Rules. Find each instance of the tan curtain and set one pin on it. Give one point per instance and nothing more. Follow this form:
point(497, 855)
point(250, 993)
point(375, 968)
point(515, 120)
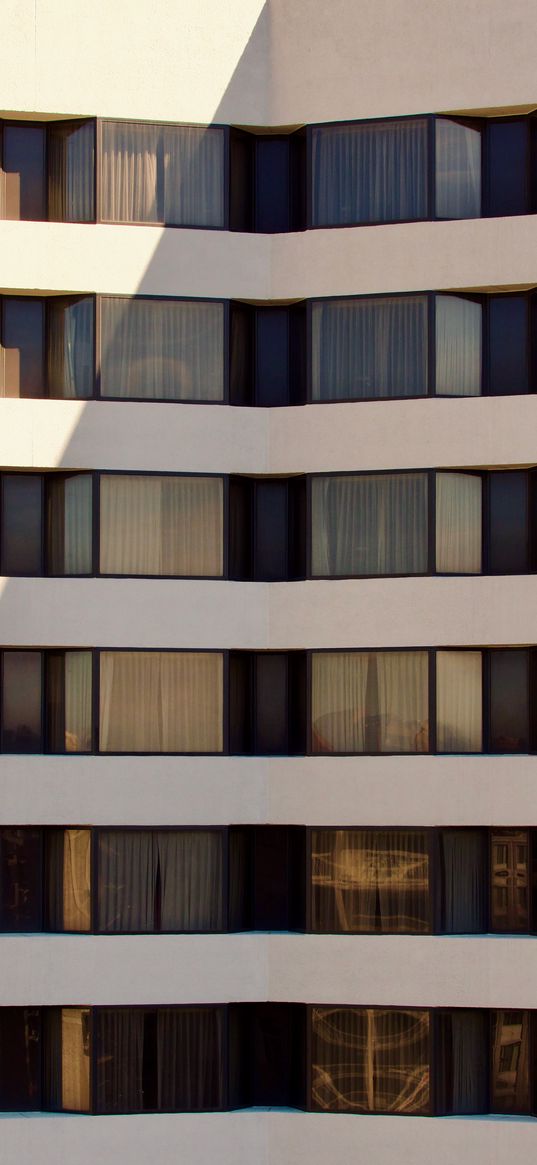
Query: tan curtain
point(371, 1060)
point(161, 525)
point(459, 701)
point(371, 880)
point(76, 1059)
point(77, 880)
point(458, 523)
point(369, 701)
point(156, 701)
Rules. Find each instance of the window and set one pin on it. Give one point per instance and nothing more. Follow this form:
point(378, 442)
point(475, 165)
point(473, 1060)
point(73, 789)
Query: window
point(369, 1060)
point(161, 525)
point(48, 171)
point(369, 701)
point(161, 701)
point(162, 350)
point(162, 174)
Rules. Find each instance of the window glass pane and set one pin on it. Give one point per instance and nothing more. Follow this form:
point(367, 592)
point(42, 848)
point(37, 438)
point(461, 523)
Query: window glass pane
point(23, 330)
point(369, 173)
point(20, 1059)
point(458, 535)
point(69, 524)
point(365, 701)
point(508, 345)
point(509, 891)
point(70, 358)
point(369, 1060)
point(508, 550)
point(369, 880)
point(162, 350)
point(458, 162)
point(71, 178)
point(190, 1063)
point(154, 701)
point(459, 346)
point(366, 348)
point(459, 701)
point(463, 1039)
point(509, 701)
point(464, 882)
point(369, 524)
point(508, 148)
point(20, 880)
point(21, 703)
point(510, 1063)
point(23, 166)
point(162, 174)
point(21, 525)
point(161, 525)
point(68, 874)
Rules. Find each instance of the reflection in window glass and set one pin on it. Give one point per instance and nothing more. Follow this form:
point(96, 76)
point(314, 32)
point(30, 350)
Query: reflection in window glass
point(162, 174)
point(367, 701)
point(458, 164)
point(161, 525)
point(459, 346)
point(459, 701)
point(162, 350)
point(510, 1063)
point(509, 895)
point(369, 348)
point(369, 880)
point(458, 534)
point(369, 524)
point(369, 1060)
point(369, 173)
point(161, 701)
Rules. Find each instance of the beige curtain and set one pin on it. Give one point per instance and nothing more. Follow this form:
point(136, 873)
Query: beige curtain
point(458, 523)
point(76, 1059)
point(369, 701)
point(156, 701)
point(459, 701)
point(77, 880)
point(161, 525)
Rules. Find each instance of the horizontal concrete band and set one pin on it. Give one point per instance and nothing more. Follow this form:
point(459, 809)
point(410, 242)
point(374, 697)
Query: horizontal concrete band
point(218, 615)
point(316, 438)
point(318, 791)
point(266, 1137)
point(400, 971)
point(150, 260)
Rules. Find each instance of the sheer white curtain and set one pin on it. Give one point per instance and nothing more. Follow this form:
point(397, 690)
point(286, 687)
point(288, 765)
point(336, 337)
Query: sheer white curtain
point(369, 524)
point(459, 701)
point(70, 364)
point(162, 174)
point(459, 346)
point(458, 170)
point(162, 350)
point(369, 173)
point(369, 701)
point(78, 701)
point(71, 177)
point(161, 525)
point(369, 347)
point(458, 534)
point(153, 701)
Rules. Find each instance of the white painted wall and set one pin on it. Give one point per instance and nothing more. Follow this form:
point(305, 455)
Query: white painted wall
point(225, 790)
point(396, 969)
point(267, 1137)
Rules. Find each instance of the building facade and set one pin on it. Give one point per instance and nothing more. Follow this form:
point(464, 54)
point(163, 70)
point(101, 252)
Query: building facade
point(268, 634)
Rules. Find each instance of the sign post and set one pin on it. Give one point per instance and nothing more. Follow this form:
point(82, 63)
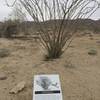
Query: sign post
point(47, 87)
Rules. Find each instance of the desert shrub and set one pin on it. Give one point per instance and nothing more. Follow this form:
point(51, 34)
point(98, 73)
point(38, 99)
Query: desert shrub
point(10, 28)
point(58, 12)
point(4, 52)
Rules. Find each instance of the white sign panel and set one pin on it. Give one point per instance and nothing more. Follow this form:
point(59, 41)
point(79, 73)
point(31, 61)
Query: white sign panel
point(47, 87)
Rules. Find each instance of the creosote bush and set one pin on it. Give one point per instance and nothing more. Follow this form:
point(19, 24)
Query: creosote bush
point(59, 12)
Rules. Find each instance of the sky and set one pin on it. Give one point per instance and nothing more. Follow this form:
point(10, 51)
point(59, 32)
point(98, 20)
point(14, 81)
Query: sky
point(5, 11)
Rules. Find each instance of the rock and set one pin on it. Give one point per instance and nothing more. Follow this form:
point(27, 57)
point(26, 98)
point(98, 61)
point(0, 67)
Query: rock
point(3, 76)
point(4, 52)
point(19, 87)
point(92, 52)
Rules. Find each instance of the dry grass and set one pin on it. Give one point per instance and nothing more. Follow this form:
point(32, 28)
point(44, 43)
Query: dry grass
point(79, 72)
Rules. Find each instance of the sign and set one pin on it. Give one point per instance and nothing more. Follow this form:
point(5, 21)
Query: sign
point(47, 87)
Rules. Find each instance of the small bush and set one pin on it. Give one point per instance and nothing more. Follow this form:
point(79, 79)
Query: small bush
point(9, 28)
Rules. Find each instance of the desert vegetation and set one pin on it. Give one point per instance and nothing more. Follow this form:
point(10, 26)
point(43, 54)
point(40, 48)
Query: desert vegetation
point(59, 29)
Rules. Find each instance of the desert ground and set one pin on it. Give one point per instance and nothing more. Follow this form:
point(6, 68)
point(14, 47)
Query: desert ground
point(79, 72)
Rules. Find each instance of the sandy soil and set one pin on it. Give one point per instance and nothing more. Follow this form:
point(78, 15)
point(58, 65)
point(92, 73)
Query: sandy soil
point(79, 72)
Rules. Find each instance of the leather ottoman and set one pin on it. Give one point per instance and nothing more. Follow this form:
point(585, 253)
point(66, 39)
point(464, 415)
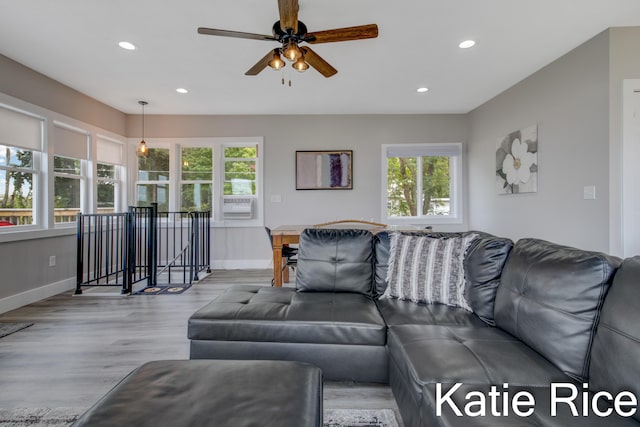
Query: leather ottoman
point(221, 393)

—————

*EXERCISE:* Extract every line of the data exactly; pictures stay out.

*TASK ANSWER:*
Rules. Find each instance of the tan curtain and set one pin on it. Give one point per instance and nothing more. Follow this form:
point(497, 855)
point(250, 993)
point(375, 968)
point(515, 120)
Query: tan curtain
point(371, 1060)
point(161, 525)
point(459, 701)
point(371, 880)
point(76, 1059)
point(77, 880)
point(458, 523)
point(369, 701)
point(156, 701)
Rules. Find each instance of the window and set one pin on it. Give one point per instance and nothing more. Follow this form:
point(378, 442)
point(475, 165)
point(473, 1060)
point(73, 789)
Query: window
point(369, 1060)
point(161, 525)
point(48, 171)
point(369, 701)
point(161, 701)
point(162, 350)
point(162, 174)
Rules. Find each instance of the window glass pane and set one pin on it. Give one point per instance and nothing more. Follow this form:
point(367, 592)
point(42, 848)
point(37, 438)
point(461, 523)
Query: window glass pane
point(23, 330)
point(369, 173)
point(20, 1059)
point(458, 535)
point(69, 524)
point(365, 701)
point(508, 345)
point(509, 891)
point(70, 358)
point(369, 1060)
point(508, 550)
point(369, 880)
point(162, 350)
point(458, 162)
point(71, 178)
point(190, 1063)
point(154, 701)
point(459, 346)
point(366, 348)
point(459, 701)
point(463, 1039)
point(509, 701)
point(464, 882)
point(369, 524)
point(508, 148)
point(20, 880)
point(21, 703)
point(510, 1063)
point(23, 166)
point(162, 174)
point(21, 525)
point(161, 525)
point(68, 874)
Rules. Find each instance of the reflection in window glass and set one pin on it. Give one point per instance and nothing more. Follow this form:
point(96, 76)
point(314, 32)
point(30, 350)
Query: reflection in window glass
point(162, 174)
point(367, 701)
point(458, 164)
point(161, 525)
point(459, 346)
point(459, 701)
point(162, 350)
point(510, 1063)
point(509, 895)
point(369, 348)
point(369, 880)
point(458, 534)
point(369, 524)
point(369, 1060)
point(369, 173)
point(161, 701)
Rules. Find each instance of the beige curtain and set one pin on it. Give one point per instance and nothing more. Follow this form:
point(136, 873)
Query: beige curtain
point(458, 523)
point(76, 1059)
point(369, 701)
point(156, 701)
point(459, 701)
point(77, 880)
point(161, 525)
Rules. Find each instance of the horizontal concrete band and set one pin on it. Give one point per instance and nothing more. Follow this form:
point(459, 809)
point(410, 242)
point(374, 697)
Query: horizontal concrete band
point(218, 615)
point(316, 438)
point(318, 791)
point(266, 1137)
point(400, 971)
point(150, 260)
Rules. Find each instance of the sheer white curtain and set one pin on it. Give one point per instance and nothing more. Follow this form:
point(397, 690)
point(286, 687)
point(288, 765)
point(336, 337)
Query: sheer white curtain
point(369, 524)
point(459, 701)
point(70, 364)
point(162, 174)
point(459, 346)
point(458, 170)
point(162, 350)
point(369, 173)
point(369, 701)
point(78, 701)
point(71, 177)
point(161, 525)
point(369, 347)
point(458, 534)
point(153, 701)
Rules. Find each instance of the white painted wall and set one pin on it. Give one point per instance and nothing more. Follow this form:
point(305, 455)
Query: white painted wall
point(225, 790)
point(396, 969)
point(267, 1137)
Rules. Find each instance of the building facade and set one pin on it. Give one point per instance and nothing more. Follow this form:
point(464, 54)
point(163, 70)
point(101, 252)
Query: building facade
point(268, 634)
Rules. Find each instance of the sign post and set one pin on it. Give one point per instance and nothing more. Follow this form:
point(82, 63)
Query: sign post
point(47, 87)
Rules. Find each instance of the desert shrub and set one pin on it. Give one point per instance and nothing more. Follow this form:
point(51, 34)
point(98, 73)
point(38, 99)
Query: desert shrub
point(10, 28)
point(58, 12)
point(4, 52)
Rules. Find each instance of the white sign panel and set one pin on it. Give one point per instance and nothing more. Follow this form:
point(59, 41)
point(79, 73)
point(31, 61)
Query: white sign panel
point(47, 87)
Rules. Find each instance of the creosote bush and set one pin on it. Give one point per instance and nothing more. Follow this form:
point(19, 24)
Query: creosote bush
point(59, 12)
Rules. Find each instance of the sky and set one pin on it. Give one point per instance and nothing more. Follow this form:
point(10, 51)
point(59, 32)
point(98, 20)
point(14, 81)
Query: sky
point(5, 11)
Rules. Find each instance of the rock and set one pin on it. Give one point per instance and nothing more. Follow this form:
point(27, 57)
point(26, 98)
point(98, 61)
point(0, 67)
Query: rock
point(3, 76)
point(4, 52)
point(19, 87)
point(92, 52)
Rules. Find each instance of the dry grass and set one pin on it. Give one point per instance and nothing more. Follow this form:
point(32, 28)
point(44, 43)
Query: dry grass
point(79, 72)
Rules. Find each instance of the sign and set one pin on it. Give one point per instance and nothing more. Follow this form:
point(5, 21)
Query: sign
point(47, 87)
Rules. Find each instance of the small bush and set one pin on it. Give one point per instance and nothing more. Follow this form:
point(79, 79)
Query: small bush
point(9, 28)
Rules. Find each instance of the desert vegetation and set one pin on it. Give one point per instance and nothing more. Follow this form:
point(10, 26)
point(43, 54)
point(40, 48)
Query: desert vegetation
point(59, 29)
Rules. Find each instance of the desert ground and set one pin on it. Give one point per instance and nothing more. Follow this form:
point(6, 68)
point(14, 47)
Query: desert ground
point(79, 72)
Rules. Find each instance of the sandy soil and set one pin on it. Give one point per instance and nothing more. Follow this form:
point(78, 15)
point(58, 65)
point(92, 73)
Query: sandy soil
point(79, 72)
Rules. Find each instance of the leather ottoman and set one pin on it. Give one point per instance and nothing more. Follow this form:
point(585, 253)
point(66, 39)
point(464, 415)
Query: leather ottoman
point(221, 393)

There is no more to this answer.